## What you will do
According to the engineering quality post, roughly what share of defects do code reviews catch?

START Source excerpt

Engineering Excellence & Quality

Quality is not a phase or a role -- it is a system property. An EM's job is not to inspect quality into the product but to design systems, processes, and culture where quality is the default outcome.

Posted Aug 1, 2024

12 min read

Quality is not a phase or a role — it is a system property. An EM’s job is not to inspect quality into the product but to design systems, processes, and culture where quality is the default outcome.

Code Review Culture

Why Code Review Matters (and Why It Often Fails)

Code review serves four functions, in order of importance:

Knowledge sharing — spreading context across the team
Defect detection — catching bugs before production
Design feedback — improving architecture and patterns
Standards enforcement — consistent style and conventions

Most teams treat it as primarily #2 (bug catching), which is why reviews feel like a chore. Studies (Microsoft Research, 2013) show that reviews catch only ~15% of defects — the primary value is knowledge sharing and mentoring.

Code Review Principles

Principle	Why	How
Review within 4 hours	Long review queues kill flow and create context-switching	Set a team norm: reviews are interruptible work, do them between focus blocks
Small PRs (< 400 lines)	Large PRs get rubber-stamped; small PRs get real feedback	PR size limit in CI; split features using feature flags
Review the design, not the syntax	Linters handle formatting; humans should focus on logic and architecture	Automate style checks; review comments focus on behavior and tradeoffs
Two approvals for critical paths	Payment, auth, data deletion — these need more eyes	Define “critical paths” explicitly; automate CODEOWNERS
Author provides context	Reviewers should not need to reverse-engineer intent	PR template: what, why, how to test, screenshots for UI

Code Review Anti-Patterns

Anti-Pattern	Impact	Fix
Nitpicking	Demoralizes authors, slows reviews	Prefix nits with “nit:” — author can ignore
Gatekeeping	One senior blocks all PRs, creates bottleneck	Rotate reviewers, trust juniors to review (they learn from it)

END Source excerpt
START Records provided

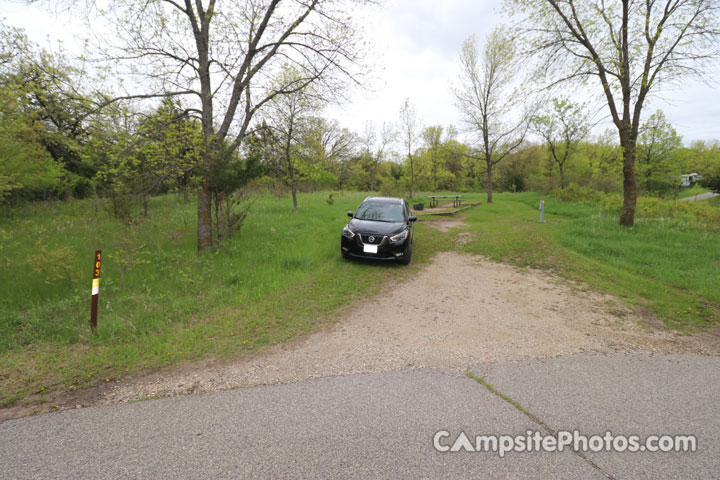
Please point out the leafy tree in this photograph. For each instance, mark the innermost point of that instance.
(656, 142)
(562, 130)
(288, 114)
(409, 127)
(220, 56)
(25, 165)
(630, 47)
(485, 99)
(432, 136)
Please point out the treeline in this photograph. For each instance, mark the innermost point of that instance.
(56, 143)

END Records provided

## Complete output
About 15% of defects.